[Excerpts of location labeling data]
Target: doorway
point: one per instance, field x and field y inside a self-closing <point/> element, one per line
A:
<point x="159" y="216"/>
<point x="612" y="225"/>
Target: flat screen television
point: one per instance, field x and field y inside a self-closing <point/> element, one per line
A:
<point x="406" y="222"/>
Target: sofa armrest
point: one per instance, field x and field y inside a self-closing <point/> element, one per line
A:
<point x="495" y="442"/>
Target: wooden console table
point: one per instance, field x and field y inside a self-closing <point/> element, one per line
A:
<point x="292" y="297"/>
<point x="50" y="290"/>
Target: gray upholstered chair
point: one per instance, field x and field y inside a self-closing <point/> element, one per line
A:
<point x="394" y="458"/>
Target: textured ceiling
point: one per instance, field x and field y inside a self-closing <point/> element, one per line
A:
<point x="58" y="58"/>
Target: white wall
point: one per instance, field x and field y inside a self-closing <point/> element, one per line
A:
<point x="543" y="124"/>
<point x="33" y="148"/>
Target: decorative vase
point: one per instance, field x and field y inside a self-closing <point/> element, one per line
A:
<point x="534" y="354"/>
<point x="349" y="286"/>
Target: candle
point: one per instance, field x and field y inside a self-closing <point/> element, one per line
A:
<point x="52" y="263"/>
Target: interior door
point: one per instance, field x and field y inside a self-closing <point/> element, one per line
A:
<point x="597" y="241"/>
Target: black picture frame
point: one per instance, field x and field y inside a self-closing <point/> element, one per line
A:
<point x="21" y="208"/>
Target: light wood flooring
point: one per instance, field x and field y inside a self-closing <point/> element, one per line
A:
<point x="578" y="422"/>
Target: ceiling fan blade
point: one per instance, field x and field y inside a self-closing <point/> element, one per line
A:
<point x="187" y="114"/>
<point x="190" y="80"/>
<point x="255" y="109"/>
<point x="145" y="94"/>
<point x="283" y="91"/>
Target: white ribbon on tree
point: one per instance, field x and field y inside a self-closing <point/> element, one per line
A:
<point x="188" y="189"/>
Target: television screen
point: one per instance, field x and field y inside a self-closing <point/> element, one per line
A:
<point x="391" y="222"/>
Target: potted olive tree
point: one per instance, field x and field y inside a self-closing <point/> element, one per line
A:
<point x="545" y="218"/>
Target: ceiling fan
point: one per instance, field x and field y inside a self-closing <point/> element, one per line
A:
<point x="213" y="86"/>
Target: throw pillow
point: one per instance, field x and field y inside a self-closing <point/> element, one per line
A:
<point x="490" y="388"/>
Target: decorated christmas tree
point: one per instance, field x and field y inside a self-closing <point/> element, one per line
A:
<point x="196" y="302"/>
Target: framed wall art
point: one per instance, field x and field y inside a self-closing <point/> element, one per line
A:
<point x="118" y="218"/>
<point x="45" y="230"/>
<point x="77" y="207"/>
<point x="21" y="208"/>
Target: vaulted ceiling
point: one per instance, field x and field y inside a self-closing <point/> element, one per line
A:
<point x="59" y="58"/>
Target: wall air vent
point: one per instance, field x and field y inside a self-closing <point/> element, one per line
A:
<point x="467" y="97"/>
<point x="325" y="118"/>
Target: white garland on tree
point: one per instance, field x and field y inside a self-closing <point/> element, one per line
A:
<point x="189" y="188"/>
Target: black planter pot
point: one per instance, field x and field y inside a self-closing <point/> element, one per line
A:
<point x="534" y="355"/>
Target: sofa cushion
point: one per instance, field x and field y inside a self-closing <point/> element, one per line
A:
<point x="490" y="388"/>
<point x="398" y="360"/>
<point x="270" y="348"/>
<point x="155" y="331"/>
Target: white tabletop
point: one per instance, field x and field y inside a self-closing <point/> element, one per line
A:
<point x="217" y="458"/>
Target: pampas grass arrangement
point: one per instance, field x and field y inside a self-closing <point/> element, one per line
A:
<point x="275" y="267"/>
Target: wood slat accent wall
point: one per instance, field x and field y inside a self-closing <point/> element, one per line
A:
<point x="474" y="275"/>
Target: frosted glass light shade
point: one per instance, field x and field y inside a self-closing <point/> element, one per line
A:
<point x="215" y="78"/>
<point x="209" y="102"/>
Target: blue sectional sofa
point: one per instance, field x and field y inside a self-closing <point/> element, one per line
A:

• Task brief: Every line of the data above should be copied exactly.

• Final result:
Target: doorway
point: one per instance, field x and field y inside a self-closing <point/> element, one per line
A:
<point x="159" y="216"/>
<point x="612" y="225"/>
Target: flat screen television
point: one per instance, field x and field y inside a self-closing <point/> element, one per line
A:
<point x="406" y="222"/>
Target: sofa armrest
point: one per instance, field x and field y inside a self-closing <point/> element, one per line
A:
<point x="495" y="442"/>
Target: wooden console table
point: one per instance, field x and field y inside a self-closing <point/> element, one per line
A:
<point x="292" y="297"/>
<point x="50" y="290"/>
Target: gray upholstered chair
point: one per instance, field x and field y inside a self-closing <point/> element, one per line
A:
<point x="394" y="458"/>
Target: textured ceiling
point: one per instance, field x and field y inside a self-closing <point/> element, one per line
A:
<point x="58" y="58"/>
Target: white wall
point: one per instance, field x and field y inside a self-closing <point/> element, one per line
A:
<point x="543" y="124"/>
<point x="33" y="148"/>
Target: decorative vase
point: one per instance, field x and field y inside a self-closing <point/> element, one per line
A:
<point x="534" y="354"/>
<point x="349" y="286"/>
Target: candle
point: one per instance, field x and field y inside a self-closing <point/> element, one per line
A:
<point x="52" y="263"/>
Target: interior door
point: one per instance, field x and field y inside a self-closing <point/> element, one per line
A:
<point x="597" y="241"/>
Target: black picture frame
point: one per instance, field x and field y inside a self-closing <point/> element, one per line
A:
<point x="21" y="208"/>
Target: light wood flooring
point: one per instance, field x and field y inside a self-closing <point/> element, one per line
A:
<point x="578" y="422"/>
Target: ceiling fan blade
point: one per instance, field x and field y inside a self-closing <point/> element, one per line
A:
<point x="187" y="114"/>
<point x="190" y="80"/>
<point x="255" y="109"/>
<point x="145" y="94"/>
<point x="283" y="91"/>
Target: white ribbon on tree
point: one per instance, field x and field y inside a self-closing <point/> element, one per line
A:
<point x="188" y="189"/>
Target: television screen
point: one per instance, field x and field y inside a self-closing <point/> element, one per line
A:
<point x="391" y="222"/>
Target: potted olive tree
point: one per instance, field x and field y inside a self-closing <point/> element, one per line
A:
<point x="545" y="218"/>
Target: ceiling fan
point: one per instance, field x and field y inside a self-closing <point/> element, one per line
A:
<point x="213" y="86"/>
Target: throw pillow
point: one per instance, field x and field y inside a self-closing <point/> element, one per line
A:
<point x="490" y="388"/>
Target: decorated christmas tree
point: one per instance, field x and field y inside a self-closing <point/> element, one per line
A:
<point x="196" y="302"/>
Target: framed wall art
point: one per instance, field x and field y inside a self-closing <point/> element, one per line
A:
<point x="118" y="218"/>
<point x="45" y="230"/>
<point x="77" y="207"/>
<point x="21" y="208"/>
Target: vaulted ceiling
point: one per instance, field x and field y inside a self-closing <point/> element, one per line
A:
<point x="59" y="58"/>
Target: wall air vent
point: one per instance, field x and field y inside a self-closing <point/> element, one per line
A:
<point x="467" y="97"/>
<point x="325" y="118"/>
Target: white garland on tree
point: one per instance, field x and field y inside a self-closing <point/> element, one per line
A:
<point x="189" y="188"/>
Target: black planter pot
point: one per instance, field x and field y inside a self-closing <point/> element, one per line
A:
<point x="534" y="355"/>
Target: sofa cushion
point: one per instance, field x and field y inside a self-closing <point/> element, one per line
A:
<point x="490" y="388"/>
<point x="398" y="360"/>
<point x="270" y="348"/>
<point x="155" y="331"/>
Target: white tabletop
point: one per instance, field x and field y inside a self-closing <point/> element, one per line
A:
<point x="217" y="458"/>
Target: pampas grass arrangement
point: one per instance, field x and field y inside a self-closing <point/> element, one per line
A:
<point x="275" y="267"/>
Target: wood slat accent wall
point: one per instance, field x and field y inside a self-closing <point/> element, one per line
A:
<point x="474" y="275"/>
Target: frosted glass light shade
point: one per instance, field x and field y inside a self-closing <point/> element, one per line
A:
<point x="215" y="78"/>
<point x="209" y="102"/>
Target: blue sectional sofa
point: one per instance, field x and field y inside a self-closing <point/> element, one per line
A:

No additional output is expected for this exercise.